SOURCE PASSAGE.
COLUMBUS—State Rep. Susan Manchester, R-Waynesfield, 84th District, has announced state leaders have developed a plan that will help Ohio’s county fairs open this year and support youngsters involved in 4-H and Future Farmers of America.
To allow fairs to operate in a safe manner consistent with good health practices, each fair that conducts a junior fair this year will receive $50,000, under the plan announced today. Fairs that do not conduct a junior fair this year will receive $15,000 that can be used towards next year’s far.
“County fairs showcase Ohio’s proud agricultural industry and strengthen our sense of community,” said Manchester. “I’m pleased to announce they will be able to move forward and that Ohio is providing financial support for these special events.”
The plan was announced jointly by Speaker Larry Householder, R-Glenford, Gov. Mike DeWine, Senate President Larry Obhof and Lt. Gov. Jon Husted.
“Our county fairs aren’t just a highlight of summer, they’re an opportunity for young people to highlight their work and talents during the junior fair competitions,” said Householder. “4-H and FFA aren’t just about blue ribbon projects, they’re about blue ribbon kids. The lessons they learn working on their projects and being part of the 4-H and FFA tradition will last them a lifetime and serve them well.”
Local fair boards who have already cancelled for 2020 can apply for a new date with the Ohio Department of Agriculture.
The plan is subject to State Controlling Board approval, which is expected Monday.
As part of the announcement, DeWine issued an executive order detailing guidance on how to conduct fairs during the COVID-19 pandemic.

[Saved entries]
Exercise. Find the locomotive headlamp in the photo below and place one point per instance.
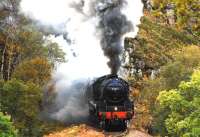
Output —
(129, 114)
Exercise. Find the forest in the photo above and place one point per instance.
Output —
(163, 70)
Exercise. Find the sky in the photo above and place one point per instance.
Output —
(89, 60)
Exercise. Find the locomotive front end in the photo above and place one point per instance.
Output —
(110, 102)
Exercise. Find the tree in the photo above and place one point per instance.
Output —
(23, 102)
(6, 127)
(37, 70)
(183, 106)
(185, 13)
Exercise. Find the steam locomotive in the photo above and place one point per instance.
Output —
(109, 102)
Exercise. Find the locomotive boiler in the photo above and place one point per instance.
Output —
(109, 101)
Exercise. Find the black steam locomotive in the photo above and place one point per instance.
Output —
(109, 102)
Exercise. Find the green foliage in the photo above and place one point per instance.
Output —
(6, 127)
(183, 105)
(23, 102)
(186, 13)
(184, 62)
(155, 43)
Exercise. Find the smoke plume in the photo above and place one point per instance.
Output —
(94, 31)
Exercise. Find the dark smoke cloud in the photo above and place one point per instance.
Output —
(113, 25)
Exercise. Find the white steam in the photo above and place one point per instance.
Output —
(84, 53)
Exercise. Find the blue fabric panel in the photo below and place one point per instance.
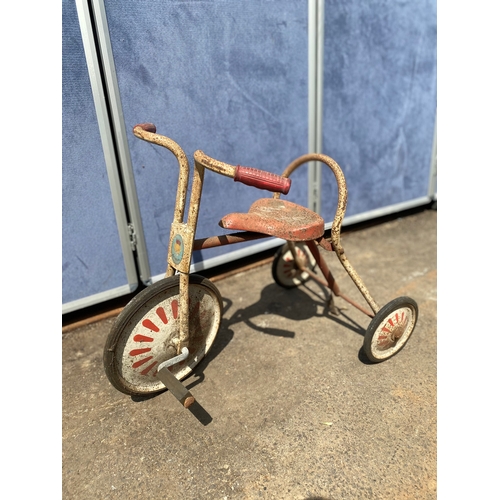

PROMPT 1. In the county fair article, how much money will each fair that holds a junior fair this year receive under the plan?
PROMPT 2. Update the county fair article between "Local fair boards" and "is expected Monday.", inclusive, by putting "Tuesday" in place of "Monday".

EXERCISE OUTPUT 1. $50,000.

EXERCISE OUTPUT 2.
Local fair boards who have already cancelled for 2020 can apply for a new date with the Ohio Department of Agriculture.
The plan is subject to State Controlling Board approval, which is expected Tuesday.